PAGE TEXT:
● ● ● ● ●

But one downside. Regardless of superior thermal conductivity, you still need adequate air flow, else it wont work
 
More importantly, it's unknown how the CPU cooler is fastened to the CPU socket on the motherboard.
Zip Ties.

This reminds me of that "Sketchy Heatsinks" series on Linus Tech Tips, where they attempt to make their own CPU cooler using various methods. Though this one may look better, assuming the renders are reasonably accurate and they don't just send you a melted blob of aluminum.

View: https://www.youtube.com/watch?v=TZHtlY6aDMw


View: https://www.youtube.com/watch?v=vL72lQ6dRZU


View: https://www.youtube.com/watch?v=3B1kjxO0sxM
 
Top 10 Thermally Conductive Materials
Diamond
Silver
Copper
Gold
Aluminum Nitride
Silicon Carbide
Aluminum
Tungsten
Graphite
Zinc

https://thermtest.com/thermal-resources/top-10-thermally-conductive-materials

Obviously the best materials for a $7000 fan-less supercomputer heat-sink would be diamond balls suspended in a silver framework mounted to a TR4 socket.

● ● ● ● ●

MATERIAL:

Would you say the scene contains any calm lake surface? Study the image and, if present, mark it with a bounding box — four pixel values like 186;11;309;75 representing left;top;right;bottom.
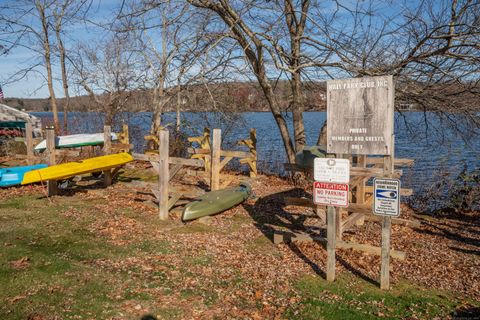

● ● ● ● ●

TASK LIST:
A: Decide whether each statement agrees with the CPU cooler discussion. Answer yes or no for each, and quote the deciding words exactly. (i) A cooler with superior thermal conductivity still needs adequate air flow. (ii) It is known how the CPU cooler is fastened to the CPU socket. (iii) The "Sketchy Heatsinks" series appears on Linus Tech Tips.
B: Print the stretch of the CPU cooler discussion from "Obviously the best" through "a TR4 socket.".
C: Proceed with the CPU cooler discussion from the point where it ends.
The material is not connected to the CPU cooler discussion.

RESULTS OF THE EXERCISE:
A:
(i) Yes: "Regardless of superior thermal conductivity, you still need adequate air flow"
(ii) No: "it's unknown how the CPU cooler is fastened to the CPU socket on the motherboard"
(iii) Yes: "that "Sketchy Heatsinks" series on Linus Tech Tips"

B:
Obviously the best materials for a $7000 fan-less supercomputer heat-sink would be diamond balls suspended in a silver framework mounted to a TR4 socket.

C:
Silver melts at 961°C and diamond melts at 4027°C in the absence of oxygen so this would technically be feasible.

Sadly neither diamond nor silver is organic, with silver even being antimicrobial.
 
"There doesn't seem to be any heat pipes, though, which raises the question of how it transfers the heat to the balls. And we can't quite figure out what the term "organic" in the title means. "
:homer:

On a more serious note, my guess is that the "organic" refers to the balls themselves which appear to be made of carbon with their non-reflective surfaces.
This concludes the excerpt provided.